Extracted data entries:

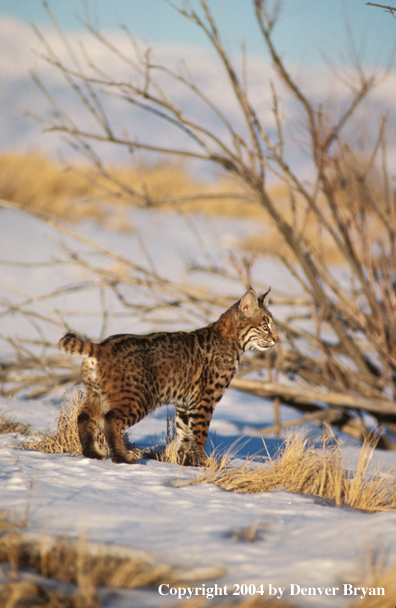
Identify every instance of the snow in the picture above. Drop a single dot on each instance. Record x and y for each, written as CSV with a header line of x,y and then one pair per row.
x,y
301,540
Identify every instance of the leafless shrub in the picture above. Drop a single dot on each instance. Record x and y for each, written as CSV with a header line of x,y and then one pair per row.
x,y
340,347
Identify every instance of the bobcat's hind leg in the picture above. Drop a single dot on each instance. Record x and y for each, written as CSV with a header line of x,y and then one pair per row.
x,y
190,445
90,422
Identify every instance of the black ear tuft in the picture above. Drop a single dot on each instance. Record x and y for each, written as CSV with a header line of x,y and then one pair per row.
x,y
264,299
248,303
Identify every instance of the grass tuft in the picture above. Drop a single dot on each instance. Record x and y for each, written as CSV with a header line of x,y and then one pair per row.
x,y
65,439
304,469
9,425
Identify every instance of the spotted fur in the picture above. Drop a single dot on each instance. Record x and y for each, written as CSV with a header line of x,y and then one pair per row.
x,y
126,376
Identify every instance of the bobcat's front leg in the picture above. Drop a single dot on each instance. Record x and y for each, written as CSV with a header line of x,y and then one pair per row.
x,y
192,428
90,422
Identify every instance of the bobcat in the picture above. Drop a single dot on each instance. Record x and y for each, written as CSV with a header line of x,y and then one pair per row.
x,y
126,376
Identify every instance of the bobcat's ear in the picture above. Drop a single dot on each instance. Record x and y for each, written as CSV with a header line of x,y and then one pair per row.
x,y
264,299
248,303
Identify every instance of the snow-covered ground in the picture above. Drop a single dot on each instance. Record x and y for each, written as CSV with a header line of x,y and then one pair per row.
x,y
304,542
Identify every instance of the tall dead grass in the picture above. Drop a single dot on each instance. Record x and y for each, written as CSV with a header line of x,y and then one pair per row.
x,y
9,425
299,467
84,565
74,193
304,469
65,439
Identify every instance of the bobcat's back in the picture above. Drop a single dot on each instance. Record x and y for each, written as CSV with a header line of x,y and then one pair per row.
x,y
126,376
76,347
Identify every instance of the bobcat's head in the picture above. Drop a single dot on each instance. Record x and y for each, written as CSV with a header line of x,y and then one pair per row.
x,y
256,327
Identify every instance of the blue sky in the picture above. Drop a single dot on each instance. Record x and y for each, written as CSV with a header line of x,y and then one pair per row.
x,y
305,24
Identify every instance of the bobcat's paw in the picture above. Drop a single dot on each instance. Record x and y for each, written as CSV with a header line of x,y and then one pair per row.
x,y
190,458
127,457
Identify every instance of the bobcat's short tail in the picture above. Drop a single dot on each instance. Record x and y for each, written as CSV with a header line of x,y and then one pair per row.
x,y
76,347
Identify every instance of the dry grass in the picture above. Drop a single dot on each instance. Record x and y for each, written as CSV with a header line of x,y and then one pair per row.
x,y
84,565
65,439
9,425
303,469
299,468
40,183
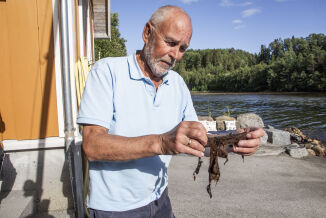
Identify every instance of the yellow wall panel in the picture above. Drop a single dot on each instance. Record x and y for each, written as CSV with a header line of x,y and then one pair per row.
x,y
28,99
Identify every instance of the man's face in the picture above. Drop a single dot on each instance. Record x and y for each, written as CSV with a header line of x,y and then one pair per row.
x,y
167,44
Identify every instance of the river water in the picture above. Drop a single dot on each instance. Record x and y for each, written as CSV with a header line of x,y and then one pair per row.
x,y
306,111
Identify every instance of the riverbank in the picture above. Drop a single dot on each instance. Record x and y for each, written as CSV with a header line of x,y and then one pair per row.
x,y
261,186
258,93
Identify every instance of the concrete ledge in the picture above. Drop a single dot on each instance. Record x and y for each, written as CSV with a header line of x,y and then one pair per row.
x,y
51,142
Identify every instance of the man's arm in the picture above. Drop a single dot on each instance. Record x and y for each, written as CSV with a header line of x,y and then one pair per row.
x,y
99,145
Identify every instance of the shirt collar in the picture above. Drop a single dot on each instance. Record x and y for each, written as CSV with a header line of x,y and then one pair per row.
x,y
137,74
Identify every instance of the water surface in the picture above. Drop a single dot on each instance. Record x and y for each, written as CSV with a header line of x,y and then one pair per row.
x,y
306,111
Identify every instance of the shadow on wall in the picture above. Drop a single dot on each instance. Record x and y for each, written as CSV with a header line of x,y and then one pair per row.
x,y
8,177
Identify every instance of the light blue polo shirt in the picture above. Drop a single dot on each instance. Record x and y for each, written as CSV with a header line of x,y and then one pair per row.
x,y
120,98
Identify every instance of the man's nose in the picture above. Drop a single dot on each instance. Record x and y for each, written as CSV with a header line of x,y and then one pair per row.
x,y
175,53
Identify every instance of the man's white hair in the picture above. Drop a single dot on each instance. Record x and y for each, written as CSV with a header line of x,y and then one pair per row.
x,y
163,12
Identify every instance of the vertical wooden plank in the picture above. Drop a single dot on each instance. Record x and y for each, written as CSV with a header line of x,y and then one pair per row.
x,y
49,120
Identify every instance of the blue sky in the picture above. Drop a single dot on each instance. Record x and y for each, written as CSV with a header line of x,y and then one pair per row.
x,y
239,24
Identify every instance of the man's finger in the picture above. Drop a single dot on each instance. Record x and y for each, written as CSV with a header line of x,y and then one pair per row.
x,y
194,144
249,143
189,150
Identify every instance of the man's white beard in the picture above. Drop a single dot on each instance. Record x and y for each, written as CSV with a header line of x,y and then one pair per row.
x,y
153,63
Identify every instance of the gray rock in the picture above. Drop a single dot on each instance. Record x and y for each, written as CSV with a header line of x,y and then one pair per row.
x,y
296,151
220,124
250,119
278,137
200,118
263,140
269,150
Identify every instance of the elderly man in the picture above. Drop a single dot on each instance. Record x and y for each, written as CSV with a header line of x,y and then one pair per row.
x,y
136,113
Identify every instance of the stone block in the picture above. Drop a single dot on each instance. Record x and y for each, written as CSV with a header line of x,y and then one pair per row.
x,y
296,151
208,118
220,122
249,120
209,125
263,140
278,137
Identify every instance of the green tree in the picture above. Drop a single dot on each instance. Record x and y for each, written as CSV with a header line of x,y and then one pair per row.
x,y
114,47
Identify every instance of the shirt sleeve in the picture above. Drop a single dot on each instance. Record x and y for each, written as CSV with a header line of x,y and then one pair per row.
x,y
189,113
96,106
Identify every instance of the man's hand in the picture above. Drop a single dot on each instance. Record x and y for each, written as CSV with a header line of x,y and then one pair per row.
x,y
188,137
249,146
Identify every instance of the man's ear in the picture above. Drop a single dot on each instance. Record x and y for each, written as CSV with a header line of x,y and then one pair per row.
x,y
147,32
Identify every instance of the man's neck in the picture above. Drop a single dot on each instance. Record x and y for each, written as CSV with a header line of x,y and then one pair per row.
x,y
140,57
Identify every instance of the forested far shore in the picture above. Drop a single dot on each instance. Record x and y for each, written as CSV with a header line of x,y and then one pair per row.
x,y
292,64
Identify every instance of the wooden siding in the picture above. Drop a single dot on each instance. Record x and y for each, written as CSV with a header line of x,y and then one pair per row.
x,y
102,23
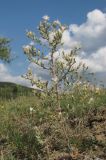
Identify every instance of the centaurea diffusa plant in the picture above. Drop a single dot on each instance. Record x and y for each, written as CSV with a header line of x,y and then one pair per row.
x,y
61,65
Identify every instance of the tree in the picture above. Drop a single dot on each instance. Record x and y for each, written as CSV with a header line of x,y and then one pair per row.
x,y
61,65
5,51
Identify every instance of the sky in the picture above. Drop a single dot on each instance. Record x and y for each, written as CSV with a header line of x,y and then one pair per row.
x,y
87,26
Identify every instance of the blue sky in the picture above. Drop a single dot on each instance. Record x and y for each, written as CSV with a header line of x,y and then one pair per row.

» **Aim**: Quote only the lines from the line containing "Identify every instance of the centaurea" through the end of the listing, please, keeping both the first and the last line.

» **Answer to this task**:
Identify every instance of the centaurea diffusa plant in the picture above. Drop a single dot on each instance. Record x and y for each, written as CSV with a header line of x,y and then one pair per row.
x,y
61,65
Identify every instance of the tree in the picture above. Drop a single dot on each instance. Record x and y for each, written as CSV with a header line of x,y and then one pair per row.
x,y
61,65
5,51
Identify every instance of the sky in the picture above. Drop a single dot on each instance. Record x and y for each, written as CSV with a header line of x,y and then one pair per row.
x,y
87,26
Identify every instance of the blue sky in the picture above. Drop a single dot on each instance. Record x and y for each, written as CSV with a header line of x,y and then one pair per row.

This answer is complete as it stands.